Records from a point labeling set:

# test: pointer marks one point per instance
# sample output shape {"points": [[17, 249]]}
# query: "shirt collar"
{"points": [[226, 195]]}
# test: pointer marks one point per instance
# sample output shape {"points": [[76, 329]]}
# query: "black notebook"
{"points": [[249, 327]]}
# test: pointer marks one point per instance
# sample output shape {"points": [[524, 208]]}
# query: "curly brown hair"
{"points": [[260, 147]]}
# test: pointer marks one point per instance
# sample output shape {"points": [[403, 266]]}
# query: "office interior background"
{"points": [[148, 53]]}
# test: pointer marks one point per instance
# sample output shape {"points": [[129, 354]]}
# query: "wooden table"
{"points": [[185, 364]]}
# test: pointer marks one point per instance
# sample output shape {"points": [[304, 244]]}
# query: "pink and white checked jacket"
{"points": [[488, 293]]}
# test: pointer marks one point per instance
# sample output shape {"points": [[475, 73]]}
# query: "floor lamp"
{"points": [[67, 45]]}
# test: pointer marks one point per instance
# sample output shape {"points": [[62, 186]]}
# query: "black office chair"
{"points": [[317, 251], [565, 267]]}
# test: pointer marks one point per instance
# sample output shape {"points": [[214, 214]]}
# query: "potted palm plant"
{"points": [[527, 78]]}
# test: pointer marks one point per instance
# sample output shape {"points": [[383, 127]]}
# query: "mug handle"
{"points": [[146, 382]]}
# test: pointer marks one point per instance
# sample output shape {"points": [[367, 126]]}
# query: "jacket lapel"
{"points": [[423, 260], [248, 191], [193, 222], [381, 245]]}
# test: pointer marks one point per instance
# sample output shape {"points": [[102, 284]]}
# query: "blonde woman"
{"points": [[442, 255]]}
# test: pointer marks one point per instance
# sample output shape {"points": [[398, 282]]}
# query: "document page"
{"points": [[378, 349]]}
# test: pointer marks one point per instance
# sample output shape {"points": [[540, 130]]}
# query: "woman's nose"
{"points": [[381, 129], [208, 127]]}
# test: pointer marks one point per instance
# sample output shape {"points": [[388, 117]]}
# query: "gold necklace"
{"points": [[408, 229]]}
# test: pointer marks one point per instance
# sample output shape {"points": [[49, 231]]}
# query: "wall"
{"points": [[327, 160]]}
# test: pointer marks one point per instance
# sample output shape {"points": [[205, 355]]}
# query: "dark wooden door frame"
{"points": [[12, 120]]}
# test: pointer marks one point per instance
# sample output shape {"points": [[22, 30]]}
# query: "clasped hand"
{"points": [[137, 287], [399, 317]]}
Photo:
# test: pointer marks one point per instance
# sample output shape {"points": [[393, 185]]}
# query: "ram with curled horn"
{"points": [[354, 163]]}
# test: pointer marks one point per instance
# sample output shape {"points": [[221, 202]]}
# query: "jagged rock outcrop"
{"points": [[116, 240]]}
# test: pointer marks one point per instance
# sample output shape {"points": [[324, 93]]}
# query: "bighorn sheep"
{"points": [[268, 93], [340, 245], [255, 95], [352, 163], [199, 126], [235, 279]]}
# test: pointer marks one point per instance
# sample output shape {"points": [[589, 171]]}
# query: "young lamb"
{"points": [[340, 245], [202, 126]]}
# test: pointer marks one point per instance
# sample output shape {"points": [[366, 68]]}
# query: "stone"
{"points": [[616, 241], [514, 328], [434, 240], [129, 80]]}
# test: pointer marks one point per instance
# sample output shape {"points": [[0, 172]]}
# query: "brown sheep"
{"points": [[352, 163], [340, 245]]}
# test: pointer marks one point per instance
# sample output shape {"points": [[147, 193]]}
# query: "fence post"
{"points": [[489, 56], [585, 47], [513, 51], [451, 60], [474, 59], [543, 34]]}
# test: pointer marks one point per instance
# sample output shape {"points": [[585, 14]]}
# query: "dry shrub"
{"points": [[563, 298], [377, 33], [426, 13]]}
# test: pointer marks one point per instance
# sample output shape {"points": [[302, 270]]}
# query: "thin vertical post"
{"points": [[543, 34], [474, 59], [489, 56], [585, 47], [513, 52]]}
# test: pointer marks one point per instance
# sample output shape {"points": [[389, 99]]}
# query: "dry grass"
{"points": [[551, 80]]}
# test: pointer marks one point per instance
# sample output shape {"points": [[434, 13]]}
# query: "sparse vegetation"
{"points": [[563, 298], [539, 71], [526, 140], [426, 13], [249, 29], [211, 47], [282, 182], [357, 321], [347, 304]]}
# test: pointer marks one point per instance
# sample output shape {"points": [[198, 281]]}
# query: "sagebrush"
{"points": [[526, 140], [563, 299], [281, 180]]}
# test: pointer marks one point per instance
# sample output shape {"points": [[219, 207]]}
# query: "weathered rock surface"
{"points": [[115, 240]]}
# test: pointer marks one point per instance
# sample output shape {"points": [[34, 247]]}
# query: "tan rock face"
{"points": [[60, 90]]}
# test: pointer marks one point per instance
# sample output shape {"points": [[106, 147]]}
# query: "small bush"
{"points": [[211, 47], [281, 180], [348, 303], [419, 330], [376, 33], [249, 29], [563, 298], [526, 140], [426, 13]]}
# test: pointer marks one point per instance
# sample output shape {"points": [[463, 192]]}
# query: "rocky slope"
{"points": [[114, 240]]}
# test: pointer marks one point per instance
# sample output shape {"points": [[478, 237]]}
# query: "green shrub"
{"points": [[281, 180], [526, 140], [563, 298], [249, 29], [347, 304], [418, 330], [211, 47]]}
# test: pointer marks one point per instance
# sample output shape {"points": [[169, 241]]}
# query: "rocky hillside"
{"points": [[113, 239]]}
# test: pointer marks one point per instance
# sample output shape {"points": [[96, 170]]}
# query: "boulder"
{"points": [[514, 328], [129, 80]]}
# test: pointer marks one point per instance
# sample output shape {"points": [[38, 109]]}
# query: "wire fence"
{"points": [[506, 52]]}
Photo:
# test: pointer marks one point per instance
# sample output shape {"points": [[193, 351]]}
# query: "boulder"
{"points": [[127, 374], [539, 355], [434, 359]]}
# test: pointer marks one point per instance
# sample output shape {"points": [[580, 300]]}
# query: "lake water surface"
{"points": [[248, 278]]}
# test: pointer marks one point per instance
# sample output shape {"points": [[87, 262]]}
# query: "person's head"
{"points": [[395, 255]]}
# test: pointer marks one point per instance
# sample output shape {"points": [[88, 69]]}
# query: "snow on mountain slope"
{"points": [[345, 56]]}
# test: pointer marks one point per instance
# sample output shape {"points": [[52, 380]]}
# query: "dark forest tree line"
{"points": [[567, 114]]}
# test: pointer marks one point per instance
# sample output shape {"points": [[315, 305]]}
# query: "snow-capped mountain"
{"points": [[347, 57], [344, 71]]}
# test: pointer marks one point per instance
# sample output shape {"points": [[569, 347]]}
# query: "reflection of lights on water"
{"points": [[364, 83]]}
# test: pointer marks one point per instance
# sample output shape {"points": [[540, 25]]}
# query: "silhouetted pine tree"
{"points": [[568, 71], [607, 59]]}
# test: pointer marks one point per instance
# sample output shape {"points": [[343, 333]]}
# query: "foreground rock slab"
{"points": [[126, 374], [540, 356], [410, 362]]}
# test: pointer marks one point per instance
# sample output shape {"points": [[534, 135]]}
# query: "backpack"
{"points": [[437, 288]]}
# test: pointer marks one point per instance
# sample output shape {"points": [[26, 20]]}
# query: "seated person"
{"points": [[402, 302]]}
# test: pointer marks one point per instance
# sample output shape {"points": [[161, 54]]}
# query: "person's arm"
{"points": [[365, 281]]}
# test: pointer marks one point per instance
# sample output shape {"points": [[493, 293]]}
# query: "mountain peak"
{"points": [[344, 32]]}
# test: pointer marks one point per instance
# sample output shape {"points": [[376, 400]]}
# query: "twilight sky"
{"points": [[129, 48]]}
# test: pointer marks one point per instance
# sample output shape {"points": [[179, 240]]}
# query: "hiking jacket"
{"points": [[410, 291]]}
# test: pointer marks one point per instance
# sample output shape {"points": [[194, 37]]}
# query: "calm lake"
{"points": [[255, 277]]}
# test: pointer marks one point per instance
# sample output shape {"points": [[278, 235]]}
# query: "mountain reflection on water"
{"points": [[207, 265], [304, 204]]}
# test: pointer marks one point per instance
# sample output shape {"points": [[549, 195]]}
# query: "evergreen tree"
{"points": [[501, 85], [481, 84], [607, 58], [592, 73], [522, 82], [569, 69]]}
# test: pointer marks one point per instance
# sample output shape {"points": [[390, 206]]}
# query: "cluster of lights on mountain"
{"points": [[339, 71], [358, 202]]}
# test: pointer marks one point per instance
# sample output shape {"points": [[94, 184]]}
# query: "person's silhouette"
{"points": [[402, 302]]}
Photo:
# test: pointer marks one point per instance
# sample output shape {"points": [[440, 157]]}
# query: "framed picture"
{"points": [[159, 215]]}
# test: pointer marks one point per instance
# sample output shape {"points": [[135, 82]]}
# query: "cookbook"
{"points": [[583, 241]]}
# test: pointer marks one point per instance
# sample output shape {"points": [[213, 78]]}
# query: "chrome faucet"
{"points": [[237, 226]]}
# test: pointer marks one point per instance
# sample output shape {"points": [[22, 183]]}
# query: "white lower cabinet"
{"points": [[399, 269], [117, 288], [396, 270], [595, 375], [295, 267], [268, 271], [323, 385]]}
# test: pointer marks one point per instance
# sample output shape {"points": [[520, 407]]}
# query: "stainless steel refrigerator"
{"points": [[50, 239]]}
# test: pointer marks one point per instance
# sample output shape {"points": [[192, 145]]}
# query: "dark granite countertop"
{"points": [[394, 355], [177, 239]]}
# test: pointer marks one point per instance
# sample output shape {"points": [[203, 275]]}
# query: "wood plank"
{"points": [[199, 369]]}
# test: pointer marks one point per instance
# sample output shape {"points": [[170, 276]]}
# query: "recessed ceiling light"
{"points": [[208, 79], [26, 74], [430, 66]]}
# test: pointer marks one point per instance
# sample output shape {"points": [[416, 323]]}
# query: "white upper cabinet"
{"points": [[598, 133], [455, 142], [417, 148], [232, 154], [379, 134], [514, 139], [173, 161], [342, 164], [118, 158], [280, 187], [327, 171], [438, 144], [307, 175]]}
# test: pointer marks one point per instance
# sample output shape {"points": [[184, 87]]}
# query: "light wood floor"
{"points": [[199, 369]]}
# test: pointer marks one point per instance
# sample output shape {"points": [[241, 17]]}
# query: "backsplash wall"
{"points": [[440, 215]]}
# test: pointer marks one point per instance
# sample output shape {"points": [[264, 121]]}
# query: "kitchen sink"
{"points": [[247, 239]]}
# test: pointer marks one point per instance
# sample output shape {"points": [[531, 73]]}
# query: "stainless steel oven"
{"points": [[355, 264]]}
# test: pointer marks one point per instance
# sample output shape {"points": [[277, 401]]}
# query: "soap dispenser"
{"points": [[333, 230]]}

Instruction:
Please list every line of the items above that contains the word "black", copying each line in full. Case counts.

Exercise solution:
# query: "black notebook"
# query: "black office chair"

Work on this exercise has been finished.